▶ Assignment
Retype the opening lines of the data exactly, stopping after the line that contains "positive clicks: (70, 166)". Skip every picture.

▶ Record extracts
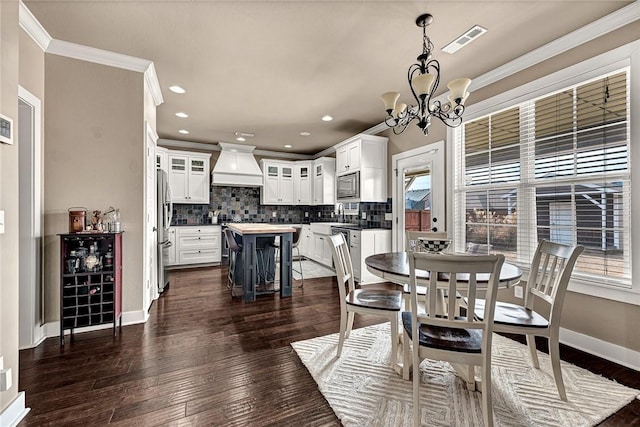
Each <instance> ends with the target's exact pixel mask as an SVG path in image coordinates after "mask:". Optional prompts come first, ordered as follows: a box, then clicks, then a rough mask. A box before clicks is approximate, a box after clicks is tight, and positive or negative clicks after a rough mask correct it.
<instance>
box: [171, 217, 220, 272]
mask: <svg viewBox="0 0 640 427" xmlns="http://www.w3.org/2000/svg"><path fill="white" fill-rule="evenodd" d="M171 228H172V229H175V244H174V247H175V258H176V260H175V263H174V265H192V264H212V263H220V261H221V259H222V246H221V241H220V238H221V230H220V226H219V225H202V226H184V227H180V226H178V227H171ZM169 236H171V234H169ZM170 238H171V237H170Z"/></svg>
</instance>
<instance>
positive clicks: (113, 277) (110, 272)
mask: <svg viewBox="0 0 640 427" xmlns="http://www.w3.org/2000/svg"><path fill="white" fill-rule="evenodd" d="M59 236H60V345H64V331H65V330H67V329H68V330H71V340H72V341H73V332H74V329H76V328H83V327H87V326H95V325H102V324H105V323H113V334H114V335H115V334H116V331H117V328H116V324H117V323H118V322H119V327H120V328H122V233H121V232H120V233H91V234H89V233H87V234H85V233H71V234H60V235H59Z"/></svg>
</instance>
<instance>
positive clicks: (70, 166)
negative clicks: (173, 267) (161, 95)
mask: <svg viewBox="0 0 640 427" xmlns="http://www.w3.org/2000/svg"><path fill="white" fill-rule="evenodd" d="M45 64H46V65H45V75H46V80H45V83H46V97H47V103H46V106H45V115H46V117H47V120H46V123H45V138H46V146H45V151H44V157H45V173H44V174H45V182H46V191H45V204H44V210H45V229H44V230H45V301H46V307H45V319H46V321H47V322H50V321H53V320H58V319H59V305H58V304H59V288H58V282H59V262H60V261H59V244H60V243H59V238H58V236H57V234H58V233H66V232H68V230H69V228H68V213H67V210H68V208H70V207H85V208H87V209H89V211H92V210H94V209H98V210H101V211H103V212H104V211H105V210H106V209H107V208H108V207H109V206H114V207H117V208H120V214H121V222H122V229H123V230H124V232H125V233H124V237H123V310H124V311H125V312H126V311H137V310H141V309H142V292H143V276H142V275H143V271H142V266H143V260H142V253H143V225H142V218H143V206H144V191H143V186H144V182H145V180H144V176H145V173H144V158H143V154H144V118H145V116H144V102H145V101H144V87H143V86H144V84H143V82H144V76H143V75H142V74H141V73H137V72H133V71H126V70H121V69H117V68H113V67H107V66H103V65H98V64H93V63H88V62H83V61H78V60H74V59H69V58H65V57H61V56H56V55H50V54H47V55H46V58H45Z"/></svg>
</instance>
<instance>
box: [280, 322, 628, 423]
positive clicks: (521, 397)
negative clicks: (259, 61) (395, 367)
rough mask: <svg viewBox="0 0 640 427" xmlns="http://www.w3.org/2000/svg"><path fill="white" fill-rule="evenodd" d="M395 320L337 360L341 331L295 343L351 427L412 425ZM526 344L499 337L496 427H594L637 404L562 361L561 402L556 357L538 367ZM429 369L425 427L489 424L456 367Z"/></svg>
mask: <svg viewBox="0 0 640 427" xmlns="http://www.w3.org/2000/svg"><path fill="white" fill-rule="evenodd" d="M389 333H390V332H389V323H383V324H380V325H375V326H369V327H366V328H362V329H356V330H353V331H352V332H351V336H350V337H349V338H348V339H347V340H346V341H345V346H344V348H343V351H342V356H341V357H340V359H336V358H335V354H336V348H337V343H338V334H332V335H327V336H323V337H319V338H313V339H310V340H306V341H298V342H295V343H293V344H292V346H293V348H294V349H295V351H296V352H297V353H298V355H299V356H300V359H302V362H303V363H304V365H305V366H306V367H307V369H308V370H309V372H310V373H311V375H312V376H313V378H314V379H315V381H316V383H318V387H319V388H320V391H321V392H322V394H323V395H324V397H325V398H326V399H327V401H328V402H329V405H330V406H331V408H333V410H334V412H335V413H336V415H337V416H338V418H339V419H340V421H341V422H342V424H343V425H345V426H385V427H388V426H398V427H400V426H409V425H411V420H412V415H411V381H404V380H402V379H401V378H400V377H399V376H398V375H397V374H396V373H395V372H394V371H393V370H392V369H391V367H390V366H389V361H390V343H389V340H390V338H389ZM527 351H528V350H527V348H526V346H524V345H522V344H520V343H517V342H515V341H513V340H510V339H508V338H505V337H502V336H499V335H496V336H495V338H494V340H493V366H492V377H493V378H492V379H493V383H492V384H493V407H494V420H495V425H496V426H505V427H507V426H508V427H514V426H536V427H538V426H570V427H577V426H592V425H595V424H597V423H598V422H600V421H602V420H604V419H605V418H607V417H608V416H609V415H611V414H613V413H614V412H616V411H617V410H618V409H620V408H622V407H623V406H625V405H626V404H627V403H629V402H631V401H632V400H633V399H635V398H636V397H637V396H638V394H639V393H640V391H639V390H635V389H631V388H628V387H625V386H622V385H620V384H618V383H615V382H613V381H610V380H608V379H606V378H604V377H601V376H598V375H595V374H593V373H591V372H589V371H587V370H584V369H582V368H579V367H577V366H574V365H571V364H569V363H565V362H562V373H563V376H564V381H565V387H566V390H567V396H568V399H569V401H568V402H564V401H562V400H560V398H559V397H558V393H557V391H556V387H555V382H554V380H553V374H552V371H551V363H550V359H549V356H548V355H547V354H544V353H540V352H538V357H539V358H540V366H541V370H538V369H534V368H533V367H532V366H531V362H530V359H529V355H528V353H527ZM420 370H421V388H420V392H421V400H420V402H421V408H422V425H427V426H461V427H462V426H481V425H482V424H483V422H482V405H481V395H480V393H479V392H470V391H468V390H467V389H466V387H465V385H464V383H463V381H462V380H461V379H459V378H457V377H456V376H455V374H454V372H453V370H452V368H451V367H450V365H449V364H448V363H444V362H436V361H430V360H425V361H423V363H422V364H421V365H420Z"/></svg>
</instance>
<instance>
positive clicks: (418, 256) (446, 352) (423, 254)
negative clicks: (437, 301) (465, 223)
mask: <svg viewBox="0 0 640 427" xmlns="http://www.w3.org/2000/svg"><path fill="white" fill-rule="evenodd" d="M503 263H504V255H501V254H499V255H483V256H477V255H450V254H431V253H421V252H410V253H409V271H410V279H409V285H410V287H411V311H408V312H403V313H402V326H403V329H404V335H403V340H402V342H403V366H404V368H405V369H407V370H408V369H409V366H412V367H413V425H414V426H418V425H420V421H421V417H420V414H421V410H420V378H421V375H420V362H421V361H422V360H423V359H426V358H428V359H432V360H442V361H446V362H449V363H450V364H451V365H452V366H453V367H454V369H455V370H456V372H457V373H458V374H459V375H460V376H461V377H462V378H463V379H464V380H465V381H466V383H467V388H468V389H469V390H475V389H476V380H475V366H479V367H480V375H481V377H482V382H481V385H480V388H481V392H482V412H483V419H484V425H485V426H492V425H493V405H492V399H491V341H492V332H493V311H494V307H495V301H496V294H497V289H498V282H499V277H500V270H501V268H502V264H503ZM416 270H424V271H428V272H429V281H428V283H427V293H426V295H424V296H421V295H419V294H418V293H417V292H416V288H417V279H416ZM480 274H482V275H487V274H488V275H489V277H488V282H487V285H486V287H485V286H480V287H478V286H477V282H478V275H480ZM483 279H485V278H483ZM442 287H444V288H446V289H448V291H449V294H450V295H452V294H455V293H456V292H459V293H461V294H463V295H466V298H467V299H468V301H469V307H475V300H476V299H477V298H476V294H477V293H478V292H486V304H485V317H484V318H483V319H479V318H478V317H476V316H474V314H475V313H474V309H468V310H467V316H466V317H461V316H458V313H457V307H456V302H455V300H454V299H449V300H447V304H446V307H445V309H446V312H444V313H439V314H436V313H437V309H436V297H435V296H436V293H437V292H438V289H439V288H442ZM419 299H424V301H423V302H424V303H425V309H426V310H425V312H424V313H418V301H419ZM409 356H411V359H410V358H409Z"/></svg>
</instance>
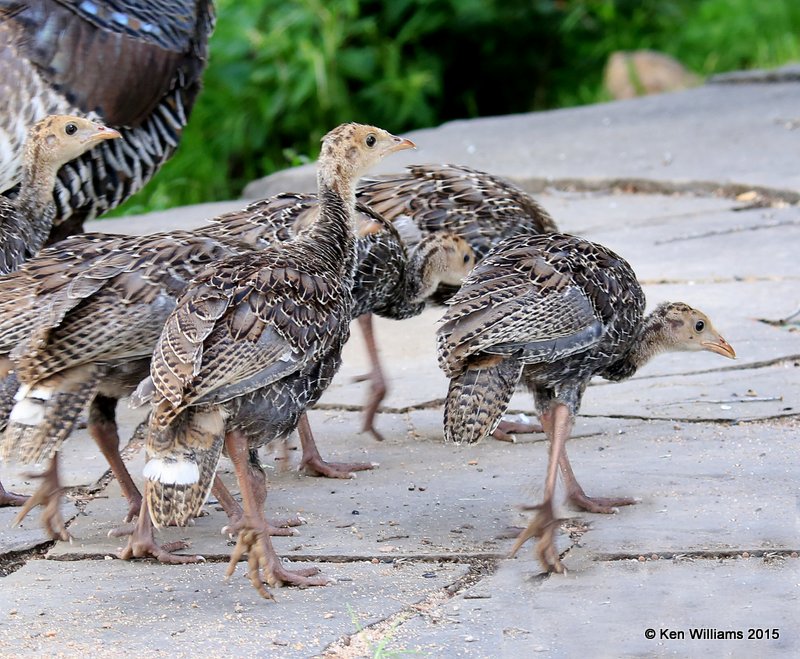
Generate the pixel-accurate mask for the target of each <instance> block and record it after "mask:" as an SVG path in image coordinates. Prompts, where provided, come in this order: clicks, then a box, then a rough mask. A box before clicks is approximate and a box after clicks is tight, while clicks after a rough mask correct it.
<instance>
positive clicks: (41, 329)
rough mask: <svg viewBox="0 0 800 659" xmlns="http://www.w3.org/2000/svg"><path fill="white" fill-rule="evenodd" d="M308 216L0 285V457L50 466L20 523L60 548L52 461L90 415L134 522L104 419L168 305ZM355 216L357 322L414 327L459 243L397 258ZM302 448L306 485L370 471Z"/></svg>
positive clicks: (371, 219)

▶ Response to the exercise
Each <instance> ends with the target's exact pixel mask as an SVG path in image coordinates after "mask:". Optional prompts come first, ordered as follows: a box, then clicks, then a rough mask. A box before clicks is approximate, a box after clicks is tight, and positive or negative clicks after a rough mask correct it.
<instance>
box: [171, 217, 220, 272]
mask: <svg viewBox="0 0 640 427" xmlns="http://www.w3.org/2000/svg"><path fill="white" fill-rule="evenodd" d="M171 228H172V229H175V244H174V247H175V258H176V260H175V263H174V265H192V264H212V263H220V261H221V259H222V246H221V241H220V238H221V230H220V226H219V225H202V226H184V227H180V226H178V227H171ZM169 236H171V234H169ZM170 238H171V237H170Z"/></svg>
</instance>
<instance>
positive clicks: (113, 277) (110, 272)
mask: <svg viewBox="0 0 640 427" xmlns="http://www.w3.org/2000/svg"><path fill="white" fill-rule="evenodd" d="M59 236H60V345H64V331H65V330H67V329H68V330H71V340H72V341H73V332H74V329H76V328H83V327H87V326H95V325H102V324H105V323H113V334H114V335H115V334H116V331H117V328H116V324H117V323H118V322H119V327H120V328H122V233H121V232H120V233H91V234H89V233H87V234H85V233H71V234H60V235H59Z"/></svg>
</instance>
<instance>
positive clicks: (70, 166)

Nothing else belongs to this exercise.